## Begin

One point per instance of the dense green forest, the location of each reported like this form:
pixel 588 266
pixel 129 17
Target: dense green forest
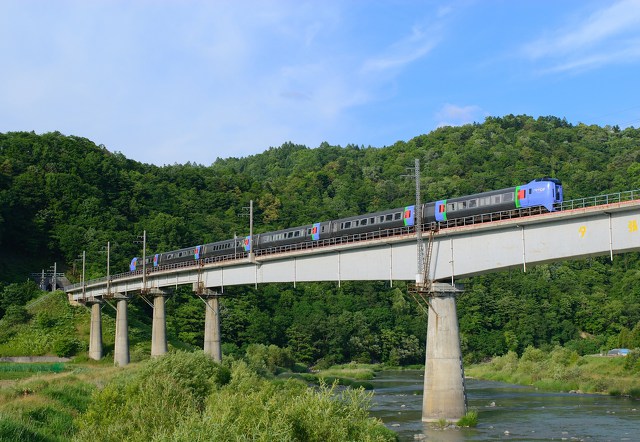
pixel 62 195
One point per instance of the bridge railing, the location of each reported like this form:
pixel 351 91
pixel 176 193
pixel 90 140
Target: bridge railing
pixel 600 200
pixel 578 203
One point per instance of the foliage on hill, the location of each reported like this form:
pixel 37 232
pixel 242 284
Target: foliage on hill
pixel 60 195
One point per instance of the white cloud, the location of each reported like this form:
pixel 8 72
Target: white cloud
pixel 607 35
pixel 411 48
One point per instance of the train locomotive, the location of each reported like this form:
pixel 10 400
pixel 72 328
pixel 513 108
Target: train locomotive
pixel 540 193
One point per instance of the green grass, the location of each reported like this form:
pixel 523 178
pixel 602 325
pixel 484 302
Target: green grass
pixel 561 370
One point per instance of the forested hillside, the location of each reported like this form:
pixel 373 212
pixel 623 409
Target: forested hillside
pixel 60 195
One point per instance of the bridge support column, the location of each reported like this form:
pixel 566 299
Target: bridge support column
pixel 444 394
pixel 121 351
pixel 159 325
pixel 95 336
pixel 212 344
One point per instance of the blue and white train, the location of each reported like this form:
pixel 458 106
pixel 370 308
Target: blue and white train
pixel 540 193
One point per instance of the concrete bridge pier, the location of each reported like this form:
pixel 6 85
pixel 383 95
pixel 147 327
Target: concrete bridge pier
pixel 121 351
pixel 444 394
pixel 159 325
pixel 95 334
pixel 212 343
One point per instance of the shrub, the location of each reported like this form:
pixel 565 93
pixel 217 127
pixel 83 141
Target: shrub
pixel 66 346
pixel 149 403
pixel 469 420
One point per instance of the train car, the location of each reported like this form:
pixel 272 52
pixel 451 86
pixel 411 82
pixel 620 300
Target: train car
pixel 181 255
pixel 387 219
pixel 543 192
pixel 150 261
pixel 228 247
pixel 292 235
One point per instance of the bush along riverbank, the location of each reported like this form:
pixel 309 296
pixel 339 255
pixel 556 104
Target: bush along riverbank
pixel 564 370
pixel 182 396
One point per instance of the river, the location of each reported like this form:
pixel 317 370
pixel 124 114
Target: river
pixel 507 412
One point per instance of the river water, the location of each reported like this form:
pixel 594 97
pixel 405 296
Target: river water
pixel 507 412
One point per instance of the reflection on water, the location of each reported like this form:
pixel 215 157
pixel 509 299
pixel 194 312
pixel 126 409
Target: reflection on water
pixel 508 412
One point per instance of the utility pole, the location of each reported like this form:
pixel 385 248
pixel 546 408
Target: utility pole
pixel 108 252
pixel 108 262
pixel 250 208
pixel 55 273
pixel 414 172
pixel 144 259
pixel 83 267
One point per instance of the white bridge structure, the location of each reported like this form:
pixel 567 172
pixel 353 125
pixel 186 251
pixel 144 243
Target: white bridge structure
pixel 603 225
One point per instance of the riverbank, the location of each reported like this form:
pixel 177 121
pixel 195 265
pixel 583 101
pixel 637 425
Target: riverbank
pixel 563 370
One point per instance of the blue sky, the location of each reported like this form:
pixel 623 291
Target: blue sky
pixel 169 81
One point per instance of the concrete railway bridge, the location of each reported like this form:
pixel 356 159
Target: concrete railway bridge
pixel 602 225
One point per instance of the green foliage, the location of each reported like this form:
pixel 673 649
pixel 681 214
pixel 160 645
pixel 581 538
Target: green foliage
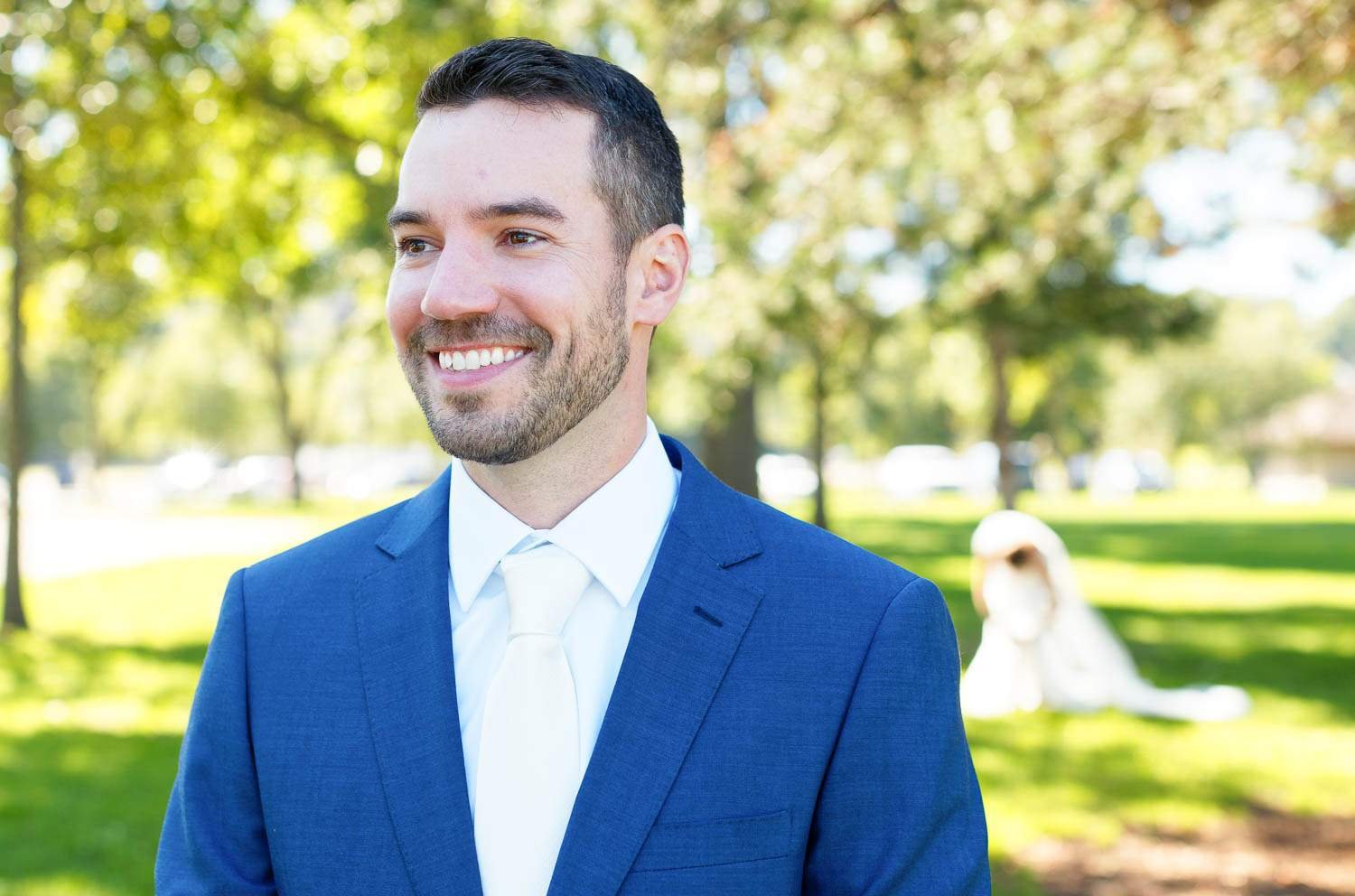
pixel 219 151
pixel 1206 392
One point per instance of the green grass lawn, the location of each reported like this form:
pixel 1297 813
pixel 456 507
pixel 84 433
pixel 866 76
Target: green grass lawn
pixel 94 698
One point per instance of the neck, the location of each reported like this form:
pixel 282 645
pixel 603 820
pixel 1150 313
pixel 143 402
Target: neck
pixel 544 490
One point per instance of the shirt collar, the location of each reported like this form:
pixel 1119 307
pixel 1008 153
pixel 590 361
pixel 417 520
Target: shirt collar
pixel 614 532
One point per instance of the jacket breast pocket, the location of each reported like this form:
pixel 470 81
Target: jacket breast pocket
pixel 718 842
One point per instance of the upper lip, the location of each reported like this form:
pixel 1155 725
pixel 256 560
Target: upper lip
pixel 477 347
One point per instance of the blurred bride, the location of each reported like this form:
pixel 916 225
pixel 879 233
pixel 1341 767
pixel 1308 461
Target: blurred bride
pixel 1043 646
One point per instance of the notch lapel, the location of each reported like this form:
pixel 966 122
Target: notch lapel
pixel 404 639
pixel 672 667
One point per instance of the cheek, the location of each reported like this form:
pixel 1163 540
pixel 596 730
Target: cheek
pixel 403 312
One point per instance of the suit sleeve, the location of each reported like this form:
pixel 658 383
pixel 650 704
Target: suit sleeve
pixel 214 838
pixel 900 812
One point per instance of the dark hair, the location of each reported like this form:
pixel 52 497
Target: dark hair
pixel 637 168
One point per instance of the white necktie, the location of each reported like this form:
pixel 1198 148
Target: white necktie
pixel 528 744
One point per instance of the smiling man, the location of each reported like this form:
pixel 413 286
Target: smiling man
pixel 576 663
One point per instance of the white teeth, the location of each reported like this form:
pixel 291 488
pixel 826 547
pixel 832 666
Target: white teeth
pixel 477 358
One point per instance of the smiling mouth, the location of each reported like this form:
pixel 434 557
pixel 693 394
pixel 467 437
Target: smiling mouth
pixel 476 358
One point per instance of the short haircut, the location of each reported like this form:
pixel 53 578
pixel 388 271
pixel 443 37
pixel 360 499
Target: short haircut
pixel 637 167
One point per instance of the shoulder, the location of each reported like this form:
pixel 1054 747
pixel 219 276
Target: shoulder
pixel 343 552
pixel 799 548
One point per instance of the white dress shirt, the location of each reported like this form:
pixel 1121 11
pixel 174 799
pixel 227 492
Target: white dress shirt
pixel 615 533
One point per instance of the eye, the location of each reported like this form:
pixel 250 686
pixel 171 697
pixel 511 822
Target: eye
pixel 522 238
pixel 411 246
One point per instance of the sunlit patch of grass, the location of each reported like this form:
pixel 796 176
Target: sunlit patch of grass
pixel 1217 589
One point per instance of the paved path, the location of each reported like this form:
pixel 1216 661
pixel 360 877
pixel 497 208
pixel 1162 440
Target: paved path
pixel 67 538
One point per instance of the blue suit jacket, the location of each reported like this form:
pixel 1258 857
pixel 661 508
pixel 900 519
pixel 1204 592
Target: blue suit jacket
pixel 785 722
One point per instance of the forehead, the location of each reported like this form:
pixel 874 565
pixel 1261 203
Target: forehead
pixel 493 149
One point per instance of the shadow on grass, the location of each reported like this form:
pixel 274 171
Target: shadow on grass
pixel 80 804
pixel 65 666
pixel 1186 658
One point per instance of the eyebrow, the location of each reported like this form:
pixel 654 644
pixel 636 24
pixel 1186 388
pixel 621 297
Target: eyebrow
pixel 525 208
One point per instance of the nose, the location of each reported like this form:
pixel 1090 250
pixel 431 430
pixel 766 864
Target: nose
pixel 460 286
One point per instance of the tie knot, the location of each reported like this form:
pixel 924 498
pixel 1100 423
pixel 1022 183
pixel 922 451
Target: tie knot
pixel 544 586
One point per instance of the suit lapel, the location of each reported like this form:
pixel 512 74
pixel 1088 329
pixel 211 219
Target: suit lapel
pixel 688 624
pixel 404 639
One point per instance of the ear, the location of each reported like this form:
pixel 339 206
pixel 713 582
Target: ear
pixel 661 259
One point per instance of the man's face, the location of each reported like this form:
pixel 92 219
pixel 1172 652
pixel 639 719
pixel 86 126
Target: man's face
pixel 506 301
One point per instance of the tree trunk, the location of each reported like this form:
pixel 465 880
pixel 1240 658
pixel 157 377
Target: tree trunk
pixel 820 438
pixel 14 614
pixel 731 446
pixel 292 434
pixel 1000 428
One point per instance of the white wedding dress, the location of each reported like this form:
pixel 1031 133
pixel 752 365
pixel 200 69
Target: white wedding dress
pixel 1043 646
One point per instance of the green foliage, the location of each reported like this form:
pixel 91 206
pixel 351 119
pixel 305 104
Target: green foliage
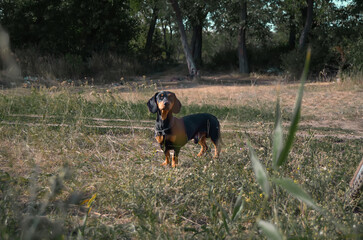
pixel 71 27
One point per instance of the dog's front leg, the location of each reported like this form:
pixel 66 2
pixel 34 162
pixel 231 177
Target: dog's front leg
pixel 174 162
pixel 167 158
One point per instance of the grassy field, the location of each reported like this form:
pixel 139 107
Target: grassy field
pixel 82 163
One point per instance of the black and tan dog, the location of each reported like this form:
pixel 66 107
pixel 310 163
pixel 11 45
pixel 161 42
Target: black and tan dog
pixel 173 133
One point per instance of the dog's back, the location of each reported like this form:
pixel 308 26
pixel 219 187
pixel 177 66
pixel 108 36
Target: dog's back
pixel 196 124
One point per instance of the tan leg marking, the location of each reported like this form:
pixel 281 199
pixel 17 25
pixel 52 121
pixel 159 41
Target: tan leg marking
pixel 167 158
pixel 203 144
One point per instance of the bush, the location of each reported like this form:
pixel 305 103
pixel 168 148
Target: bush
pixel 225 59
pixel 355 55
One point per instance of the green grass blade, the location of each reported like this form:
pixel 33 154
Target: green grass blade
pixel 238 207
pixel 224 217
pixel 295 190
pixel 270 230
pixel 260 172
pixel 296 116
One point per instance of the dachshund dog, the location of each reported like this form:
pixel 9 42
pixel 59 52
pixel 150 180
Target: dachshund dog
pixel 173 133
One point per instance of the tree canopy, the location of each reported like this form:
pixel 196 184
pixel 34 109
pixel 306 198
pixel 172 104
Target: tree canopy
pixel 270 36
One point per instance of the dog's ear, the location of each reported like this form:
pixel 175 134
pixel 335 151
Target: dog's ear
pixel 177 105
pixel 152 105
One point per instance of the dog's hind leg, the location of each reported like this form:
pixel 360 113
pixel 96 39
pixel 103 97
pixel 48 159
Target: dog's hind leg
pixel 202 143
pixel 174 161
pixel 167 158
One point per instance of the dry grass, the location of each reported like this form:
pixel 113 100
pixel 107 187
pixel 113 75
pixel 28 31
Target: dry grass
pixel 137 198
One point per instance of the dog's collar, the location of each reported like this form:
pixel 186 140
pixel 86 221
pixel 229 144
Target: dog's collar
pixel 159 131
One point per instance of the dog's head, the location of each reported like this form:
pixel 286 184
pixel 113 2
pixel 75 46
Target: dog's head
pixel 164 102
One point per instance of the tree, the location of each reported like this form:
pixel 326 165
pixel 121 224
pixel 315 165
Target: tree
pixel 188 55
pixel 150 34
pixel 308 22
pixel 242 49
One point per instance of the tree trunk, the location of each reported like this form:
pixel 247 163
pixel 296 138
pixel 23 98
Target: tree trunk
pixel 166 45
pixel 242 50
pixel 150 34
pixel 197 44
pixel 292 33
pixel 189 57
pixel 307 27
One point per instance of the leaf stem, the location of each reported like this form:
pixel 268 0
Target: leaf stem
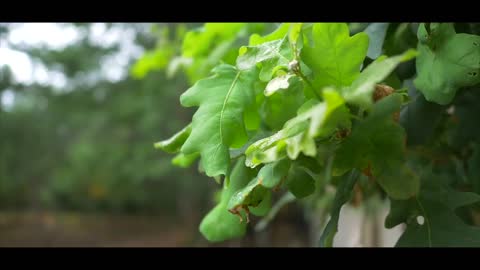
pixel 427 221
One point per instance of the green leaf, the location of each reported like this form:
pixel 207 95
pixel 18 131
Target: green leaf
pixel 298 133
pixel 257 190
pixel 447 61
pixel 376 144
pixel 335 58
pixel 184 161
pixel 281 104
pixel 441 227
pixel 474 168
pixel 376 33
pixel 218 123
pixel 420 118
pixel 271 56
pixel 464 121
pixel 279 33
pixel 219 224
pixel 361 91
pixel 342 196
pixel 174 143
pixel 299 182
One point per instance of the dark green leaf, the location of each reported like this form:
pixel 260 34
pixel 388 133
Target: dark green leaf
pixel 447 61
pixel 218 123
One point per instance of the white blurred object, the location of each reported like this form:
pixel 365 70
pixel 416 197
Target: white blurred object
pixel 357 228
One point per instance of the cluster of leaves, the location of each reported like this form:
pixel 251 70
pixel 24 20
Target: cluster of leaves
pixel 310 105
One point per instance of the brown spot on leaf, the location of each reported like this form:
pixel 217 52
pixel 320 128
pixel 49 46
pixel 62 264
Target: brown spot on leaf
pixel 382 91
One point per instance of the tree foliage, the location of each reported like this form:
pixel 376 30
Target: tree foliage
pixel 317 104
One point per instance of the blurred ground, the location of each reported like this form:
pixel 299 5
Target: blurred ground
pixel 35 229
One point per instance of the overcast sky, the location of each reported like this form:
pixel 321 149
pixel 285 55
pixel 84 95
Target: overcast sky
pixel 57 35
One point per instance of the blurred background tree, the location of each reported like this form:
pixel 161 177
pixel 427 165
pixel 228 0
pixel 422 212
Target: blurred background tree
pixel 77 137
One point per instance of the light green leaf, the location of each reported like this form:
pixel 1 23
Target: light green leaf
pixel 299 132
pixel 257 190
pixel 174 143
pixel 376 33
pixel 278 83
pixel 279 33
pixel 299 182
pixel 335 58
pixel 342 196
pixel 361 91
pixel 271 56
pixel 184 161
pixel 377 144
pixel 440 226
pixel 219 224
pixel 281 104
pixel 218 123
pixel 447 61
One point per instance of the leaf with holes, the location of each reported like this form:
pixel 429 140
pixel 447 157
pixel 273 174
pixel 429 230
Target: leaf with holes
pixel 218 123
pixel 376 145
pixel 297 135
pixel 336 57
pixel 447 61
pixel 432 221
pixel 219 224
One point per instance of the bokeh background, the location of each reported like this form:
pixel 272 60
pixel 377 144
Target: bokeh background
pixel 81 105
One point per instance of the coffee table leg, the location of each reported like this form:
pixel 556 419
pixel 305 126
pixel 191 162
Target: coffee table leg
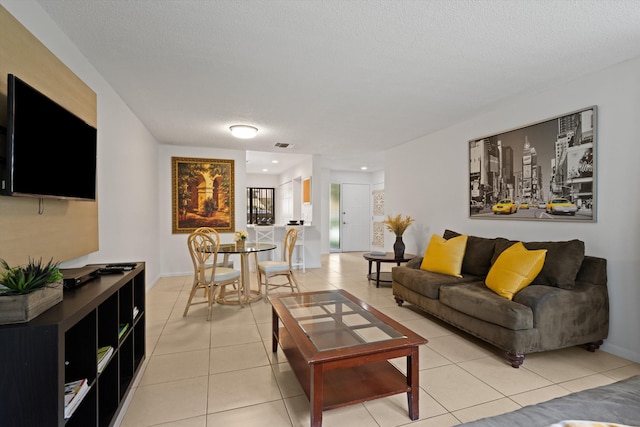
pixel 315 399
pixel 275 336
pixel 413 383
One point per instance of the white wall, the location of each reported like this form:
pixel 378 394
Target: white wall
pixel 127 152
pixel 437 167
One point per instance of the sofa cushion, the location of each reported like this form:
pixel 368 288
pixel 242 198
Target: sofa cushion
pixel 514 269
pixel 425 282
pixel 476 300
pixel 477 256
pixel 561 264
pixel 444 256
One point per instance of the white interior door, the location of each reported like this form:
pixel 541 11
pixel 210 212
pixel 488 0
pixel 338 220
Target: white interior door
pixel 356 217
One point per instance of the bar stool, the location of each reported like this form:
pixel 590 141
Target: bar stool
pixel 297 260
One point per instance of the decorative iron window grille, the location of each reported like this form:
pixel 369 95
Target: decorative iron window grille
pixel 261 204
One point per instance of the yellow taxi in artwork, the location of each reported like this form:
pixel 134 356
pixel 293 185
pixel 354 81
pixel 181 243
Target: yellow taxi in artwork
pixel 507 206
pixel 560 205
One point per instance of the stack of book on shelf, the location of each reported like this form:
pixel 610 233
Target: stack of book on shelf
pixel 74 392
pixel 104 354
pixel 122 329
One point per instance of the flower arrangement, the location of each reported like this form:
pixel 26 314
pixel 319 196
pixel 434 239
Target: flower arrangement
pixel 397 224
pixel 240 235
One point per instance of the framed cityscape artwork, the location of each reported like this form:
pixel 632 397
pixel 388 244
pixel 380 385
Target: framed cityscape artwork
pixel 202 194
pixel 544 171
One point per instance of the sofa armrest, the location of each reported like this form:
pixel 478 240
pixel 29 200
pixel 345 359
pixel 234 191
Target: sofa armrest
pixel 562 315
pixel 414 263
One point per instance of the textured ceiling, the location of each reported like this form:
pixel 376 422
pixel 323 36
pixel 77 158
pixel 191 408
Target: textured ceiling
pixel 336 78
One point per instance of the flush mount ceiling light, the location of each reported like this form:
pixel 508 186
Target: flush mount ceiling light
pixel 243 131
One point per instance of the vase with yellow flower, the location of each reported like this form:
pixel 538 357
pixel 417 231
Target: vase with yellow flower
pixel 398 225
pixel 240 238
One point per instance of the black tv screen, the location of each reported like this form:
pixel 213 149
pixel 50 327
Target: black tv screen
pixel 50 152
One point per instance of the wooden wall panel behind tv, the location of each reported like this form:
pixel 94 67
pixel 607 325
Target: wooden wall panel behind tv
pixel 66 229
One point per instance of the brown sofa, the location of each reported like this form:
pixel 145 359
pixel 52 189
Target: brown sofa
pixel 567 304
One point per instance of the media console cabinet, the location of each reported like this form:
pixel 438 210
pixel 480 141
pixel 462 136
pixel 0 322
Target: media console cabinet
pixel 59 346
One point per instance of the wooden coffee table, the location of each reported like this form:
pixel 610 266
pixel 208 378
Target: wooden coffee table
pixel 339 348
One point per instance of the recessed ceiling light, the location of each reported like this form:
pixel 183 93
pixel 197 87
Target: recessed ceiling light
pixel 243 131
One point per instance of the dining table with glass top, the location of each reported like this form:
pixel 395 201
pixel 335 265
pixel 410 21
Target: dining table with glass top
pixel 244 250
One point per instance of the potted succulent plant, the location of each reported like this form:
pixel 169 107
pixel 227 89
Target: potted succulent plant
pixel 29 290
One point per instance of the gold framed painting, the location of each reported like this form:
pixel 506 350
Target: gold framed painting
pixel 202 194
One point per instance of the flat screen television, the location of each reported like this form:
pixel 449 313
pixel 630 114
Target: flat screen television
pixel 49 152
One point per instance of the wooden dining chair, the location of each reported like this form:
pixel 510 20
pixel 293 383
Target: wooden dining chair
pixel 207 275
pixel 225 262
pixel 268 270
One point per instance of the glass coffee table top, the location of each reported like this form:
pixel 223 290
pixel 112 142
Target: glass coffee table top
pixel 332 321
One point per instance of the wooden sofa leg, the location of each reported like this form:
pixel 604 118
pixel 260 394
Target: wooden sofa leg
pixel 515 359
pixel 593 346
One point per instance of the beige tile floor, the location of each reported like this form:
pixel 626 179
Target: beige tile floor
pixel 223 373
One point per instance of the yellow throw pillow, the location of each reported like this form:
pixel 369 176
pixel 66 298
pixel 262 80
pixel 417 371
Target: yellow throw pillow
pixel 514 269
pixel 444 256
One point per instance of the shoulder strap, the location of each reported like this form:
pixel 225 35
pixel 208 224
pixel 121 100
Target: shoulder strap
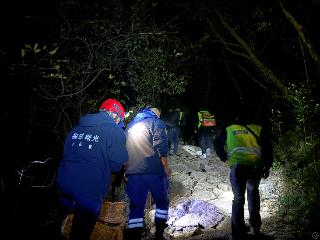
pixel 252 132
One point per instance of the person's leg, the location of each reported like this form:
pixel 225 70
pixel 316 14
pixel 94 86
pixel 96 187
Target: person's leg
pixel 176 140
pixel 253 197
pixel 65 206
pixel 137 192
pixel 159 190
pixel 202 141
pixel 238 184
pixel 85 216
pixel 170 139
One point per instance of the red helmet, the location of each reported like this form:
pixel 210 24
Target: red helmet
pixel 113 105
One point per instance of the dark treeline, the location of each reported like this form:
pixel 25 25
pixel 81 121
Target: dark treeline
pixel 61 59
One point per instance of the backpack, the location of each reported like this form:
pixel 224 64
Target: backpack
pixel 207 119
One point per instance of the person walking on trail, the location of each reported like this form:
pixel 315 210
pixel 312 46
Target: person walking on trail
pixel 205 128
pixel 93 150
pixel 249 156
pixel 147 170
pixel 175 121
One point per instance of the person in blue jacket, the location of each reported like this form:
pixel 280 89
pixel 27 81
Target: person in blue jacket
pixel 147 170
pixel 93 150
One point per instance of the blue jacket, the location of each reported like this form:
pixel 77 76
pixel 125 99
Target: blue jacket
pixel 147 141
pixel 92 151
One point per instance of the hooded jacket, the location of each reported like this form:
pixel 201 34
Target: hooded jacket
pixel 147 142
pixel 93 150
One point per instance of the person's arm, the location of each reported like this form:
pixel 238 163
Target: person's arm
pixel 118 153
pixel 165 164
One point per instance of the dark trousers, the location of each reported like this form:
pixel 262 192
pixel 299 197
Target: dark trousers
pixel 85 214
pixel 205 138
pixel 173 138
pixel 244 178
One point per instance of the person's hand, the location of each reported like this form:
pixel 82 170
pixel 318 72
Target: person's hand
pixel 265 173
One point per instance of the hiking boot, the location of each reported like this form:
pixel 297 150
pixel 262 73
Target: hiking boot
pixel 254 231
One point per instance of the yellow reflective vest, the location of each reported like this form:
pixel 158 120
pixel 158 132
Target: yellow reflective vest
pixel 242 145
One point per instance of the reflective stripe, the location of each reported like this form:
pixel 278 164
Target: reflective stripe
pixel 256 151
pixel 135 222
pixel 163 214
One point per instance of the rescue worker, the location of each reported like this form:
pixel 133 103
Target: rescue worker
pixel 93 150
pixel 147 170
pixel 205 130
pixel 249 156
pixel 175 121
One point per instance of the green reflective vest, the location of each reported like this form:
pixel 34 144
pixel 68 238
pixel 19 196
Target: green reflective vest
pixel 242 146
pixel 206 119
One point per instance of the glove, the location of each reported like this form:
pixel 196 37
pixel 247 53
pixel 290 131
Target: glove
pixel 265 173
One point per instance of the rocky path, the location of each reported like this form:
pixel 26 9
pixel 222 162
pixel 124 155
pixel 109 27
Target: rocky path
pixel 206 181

## End

- Directive:
Could you transcribe, character for character, the part that opens with the line containing "One point per instance of the dog's front" and closes with the line containing "pixel 152 105", with both of those lines included?

- Answer to the exercise:
One point per instance of the dog's front leg, the location of each reported like this form:
pixel 66 2
pixel 34 162
pixel 231 177
Target: dog's front leg
pixel 174 162
pixel 167 158
One point per instance of the grassy field, the location of each reported like this form:
pixel 139 107
Target: grassy field
pixel 82 163
One point per instance of the black and tan dog, the location of each reported like this form:
pixel 66 107
pixel 310 163
pixel 11 45
pixel 161 42
Target: black and tan dog
pixel 173 133
One point per instance of the dog's back, the location of each reported like this form:
pixel 308 26
pixel 219 187
pixel 177 66
pixel 108 36
Target: dog's back
pixel 196 124
One point per instance of the tan leg marking, the location of each reported like this form:
pixel 281 199
pixel 17 25
pixel 52 121
pixel 159 41
Target: tan leg marking
pixel 167 158
pixel 203 144
One point per instance of the bush, the location of each reported like this form:
pixel 305 103
pixel 168 148
Target: bush
pixel 225 59
pixel 355 55
One point per instance of the green grass blade, the location of each reported like this form:
pixel 33 154
Target: green grass blade
pixel 238 207
pixel 224 217
pixel 295 190
pixel 270 230
pixel 260 172
pixel 296 116
One point per instance of the dachshund dog, the location of each reported like this form:
pixel 9 42
pixel 59 52
pixel 150 180
Target: dachshund dog
pixel 173 133
One point per instance of the tree canopy, the location of each reported like this form:
pixel 196 184
pixel 34 109
pixel 306 198
pixel 172 104
Target: tree canopy
pixel 270 36
One point per instance of the dog's ear, the location of each reported like this form:
pixel 175 134
pixel 335 151
Target: dog's ear
pixel 177 105
pixel 152 105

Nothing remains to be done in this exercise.